Extract every line starting at the line that contains "Where can the dark" and ending with the final line of the data, inclusive; give only those lines, word for word.

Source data
>>>>
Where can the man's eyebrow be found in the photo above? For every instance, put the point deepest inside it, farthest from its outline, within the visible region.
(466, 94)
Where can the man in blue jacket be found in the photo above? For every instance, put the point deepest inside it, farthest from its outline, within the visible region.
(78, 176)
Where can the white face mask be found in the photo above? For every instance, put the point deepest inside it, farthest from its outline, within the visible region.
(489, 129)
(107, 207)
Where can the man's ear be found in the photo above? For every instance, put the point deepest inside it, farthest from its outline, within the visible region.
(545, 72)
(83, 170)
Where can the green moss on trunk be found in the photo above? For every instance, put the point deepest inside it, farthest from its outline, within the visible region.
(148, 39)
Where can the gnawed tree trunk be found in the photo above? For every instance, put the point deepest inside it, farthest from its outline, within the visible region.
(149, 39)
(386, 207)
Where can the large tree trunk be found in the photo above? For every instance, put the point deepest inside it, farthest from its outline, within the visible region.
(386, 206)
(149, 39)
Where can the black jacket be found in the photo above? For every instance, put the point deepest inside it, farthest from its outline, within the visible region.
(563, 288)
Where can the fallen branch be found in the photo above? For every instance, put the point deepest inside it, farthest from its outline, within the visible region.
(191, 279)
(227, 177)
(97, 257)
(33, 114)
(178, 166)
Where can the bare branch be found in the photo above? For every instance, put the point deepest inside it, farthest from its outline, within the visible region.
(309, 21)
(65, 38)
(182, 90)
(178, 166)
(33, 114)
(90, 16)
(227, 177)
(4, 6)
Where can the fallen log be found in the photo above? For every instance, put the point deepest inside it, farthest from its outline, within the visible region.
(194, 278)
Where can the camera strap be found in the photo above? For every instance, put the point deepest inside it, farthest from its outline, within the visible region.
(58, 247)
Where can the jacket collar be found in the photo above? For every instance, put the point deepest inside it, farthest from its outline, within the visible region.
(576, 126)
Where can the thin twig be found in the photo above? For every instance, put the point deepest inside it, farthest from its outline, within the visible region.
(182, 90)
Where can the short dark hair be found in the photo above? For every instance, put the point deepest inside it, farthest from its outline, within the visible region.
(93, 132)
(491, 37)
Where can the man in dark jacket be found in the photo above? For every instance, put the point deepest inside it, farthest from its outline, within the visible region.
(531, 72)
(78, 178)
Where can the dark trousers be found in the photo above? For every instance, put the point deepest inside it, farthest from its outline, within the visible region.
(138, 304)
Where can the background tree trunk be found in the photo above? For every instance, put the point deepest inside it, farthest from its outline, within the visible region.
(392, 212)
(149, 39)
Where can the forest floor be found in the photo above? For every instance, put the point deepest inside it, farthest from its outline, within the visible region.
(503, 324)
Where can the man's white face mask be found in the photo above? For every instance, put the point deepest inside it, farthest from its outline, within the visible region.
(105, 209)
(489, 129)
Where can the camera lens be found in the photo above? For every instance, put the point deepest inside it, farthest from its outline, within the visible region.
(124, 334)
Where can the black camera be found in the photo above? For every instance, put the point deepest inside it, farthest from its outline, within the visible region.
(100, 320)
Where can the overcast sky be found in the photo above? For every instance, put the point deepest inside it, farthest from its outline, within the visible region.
<<<<
◆ **Task answer**
Where can the dark trousers be found in the photo above? For every instance, put the point deepest inside it, farthest from its outline, within the visible region.
(138, 304)
Where can the background tree trunk be found in the photo above? For every instance, put the point deepest inside it, farthest from its outline, within the visible region.
(392, 212)
(149, 39)
Where can the forest floor be found in the photo above? For every instance, put the point deepest inside it, farthest from its outline, within the visible region.
(503, 324)
Where can the man's white face mask be found in the photo above? For every instance, put the point deepest inside it, farthest from its outline, within the visible region.
(105, 209)
(489, 129)
Where can the camera lens be found in the photo above? For every instance, put the point deepest inside it, farthest from its outline, within the visible region.
(124, 334)
Where can the black camera be found in the photo above? For every instance, put the point deepest inside it, farthest from its outline, within the visible region.
(100, 320)
Where can the overcast sky be found in the photo above? For every instance, put the point deepest inside it, farthest from its outline, within the visible region.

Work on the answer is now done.